→ TEXT PASSAGE
- - - - -

The fact that my opinion is so polarizing, and how fragmented the crypto community as a whole seems, says a lot about the state of the market.
Let me clarify a few points to hopefully raise the discussion to a higher level 🧵
1. “You’re just coping because you’re sidelined.”
A lot of comments claim I’m coping because I’m not participating.
Ironically, that’s not true.
As a prop VC that is running a hybrid venture / liquid strategy, we’re very flexible, and we actually hold memecoins like $MOTHER, $WIF, and others. Those are profitable and we still hold them, as we think they have more room to grow.
But that doesn’t change the fact that, in my opinion, memecoins are the worst thing for the space. More on that below.
2. Stop equating Pudgy = all NFTs = all memecoins.

- - - - -

→ DATA LINES
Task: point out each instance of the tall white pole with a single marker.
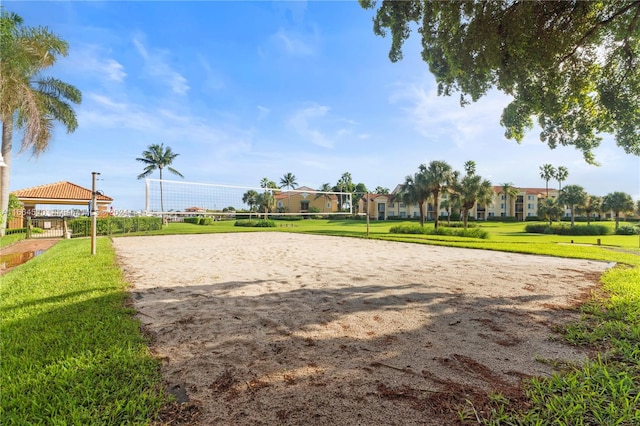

- - - - -

→ EXERCISE 1
In the text on memecoins, what kind of strategy does the writer's firm run?
→ EXERCISE 2
Continue the text on memecoins from its final line.

→ FINAL RESULT 1
As a prop VC, the firm runs a hybrid venture / liquid strategy.

→ FINAL RESULT 2
While I agree that 99% of PFP NFT collections are basically just memecoins in disguise, @pudgypenguins are one of the few exceptions.
@LucaNetz moved beyond speculation and built a real brand that delivers value and gives back to the community. In fact, I only started supporting Pudgy Penguins after they reached exactly that escape velocity, so yeah, I was purposely late to the party.
I’ll gladly admit if I’m wrong when a memecoin achieves something similar, delivering real value and cash flow. But so far, that hasn’t happened, which is why memecoins still seem like nonsense to me.